Present each line of the entries below that holds the word "photo".

• **Exercise material**:
····················

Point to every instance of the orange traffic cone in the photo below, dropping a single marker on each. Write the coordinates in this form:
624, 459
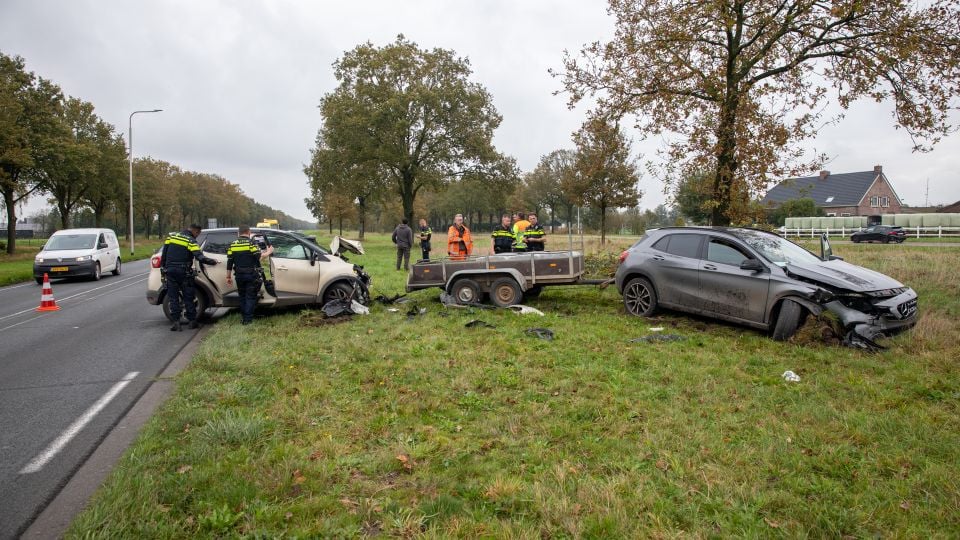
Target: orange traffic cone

····················

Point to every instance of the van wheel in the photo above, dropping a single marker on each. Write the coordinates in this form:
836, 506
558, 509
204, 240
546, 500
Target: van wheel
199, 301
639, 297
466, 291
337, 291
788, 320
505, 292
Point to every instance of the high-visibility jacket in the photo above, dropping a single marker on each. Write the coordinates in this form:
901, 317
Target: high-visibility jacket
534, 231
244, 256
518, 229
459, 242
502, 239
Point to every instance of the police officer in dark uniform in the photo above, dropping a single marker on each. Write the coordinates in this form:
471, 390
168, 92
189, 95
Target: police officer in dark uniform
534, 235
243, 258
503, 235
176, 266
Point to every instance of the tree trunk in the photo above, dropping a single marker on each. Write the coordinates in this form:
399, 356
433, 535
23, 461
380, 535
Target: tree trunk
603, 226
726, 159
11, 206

····················

• **Solution to this task**:
Point to every instance of the orange traffic cone in the photo below, dropping a single marker on each. Write the coordinates in this form:
Point to every instance of the van wheel in the photo above, dropping a single marker on each. Write the coordinates in this form:
Point to every instance of the high-visibility jacket in the photo above, dropping a single marker on each. Write the coordinates in this form:
Point to every instance of the police officer in dark uniform in the photo above, dropping a single marker on each. Write the coordinates in this form:
Point to every instance of the tree trunk in the photo above, dropping a single marker on each. Write the coordinates in this form:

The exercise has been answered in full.